Exercise goal: Rescale the lines from the first one through the line containing "point(774, 424)", inclusive. Restate each of them, requests included, with every point coordinate in the answers multiplied by 1.4 and rounded to a whole number (halves round up), leave the requests and their sample points unchanged, and omit the pictures.

— START —

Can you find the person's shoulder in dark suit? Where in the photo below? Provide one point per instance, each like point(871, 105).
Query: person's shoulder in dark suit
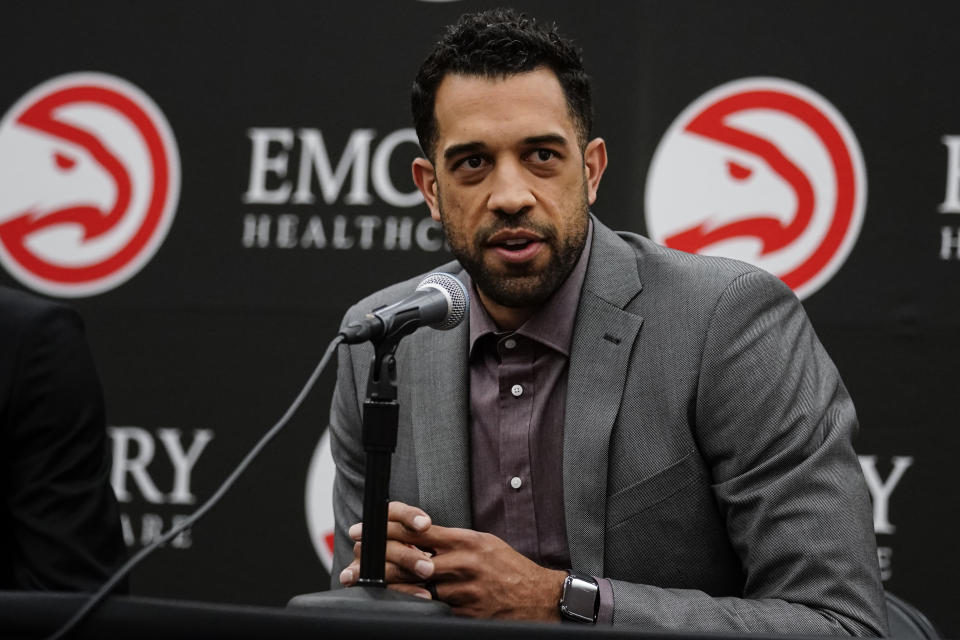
point(59, 521)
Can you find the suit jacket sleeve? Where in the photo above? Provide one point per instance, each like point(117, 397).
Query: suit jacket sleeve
point(65, 528)
point(347, 450)
point(774, 424)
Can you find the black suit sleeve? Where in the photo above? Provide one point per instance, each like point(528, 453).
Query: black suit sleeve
point(64, 528)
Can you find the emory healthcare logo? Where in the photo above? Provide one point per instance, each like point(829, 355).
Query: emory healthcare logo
point(763, 170)
point(89, 182)
point(318, 500)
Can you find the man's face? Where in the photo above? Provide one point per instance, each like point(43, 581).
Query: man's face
point(510, 183)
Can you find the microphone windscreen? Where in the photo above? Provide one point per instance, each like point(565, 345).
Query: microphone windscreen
point(458, 301)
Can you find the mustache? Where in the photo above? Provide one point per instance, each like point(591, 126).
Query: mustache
point(521, 221)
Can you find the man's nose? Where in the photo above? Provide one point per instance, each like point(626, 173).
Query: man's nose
point(509, 192)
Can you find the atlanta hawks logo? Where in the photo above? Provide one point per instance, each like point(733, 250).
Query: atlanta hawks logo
point(89, 181)
point(319, 500)
point(763, 170)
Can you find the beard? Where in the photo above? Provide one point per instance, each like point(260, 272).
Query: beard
point(520, 285)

— END —

Solved problem:
Can you find the person's shoulder in dark suit? Where in the photo below? Provide one point per instance, each like point(871, 105).
Query: person's shoulder in dark suit
point(83, 729)
Can you find the suit jacket sleeve? Where in the photo above? Provide one point per instance, each like point(117, 397).
Query: suit jacket sleeve
point(91, 739)
point(486, 630)
point(1084, 594)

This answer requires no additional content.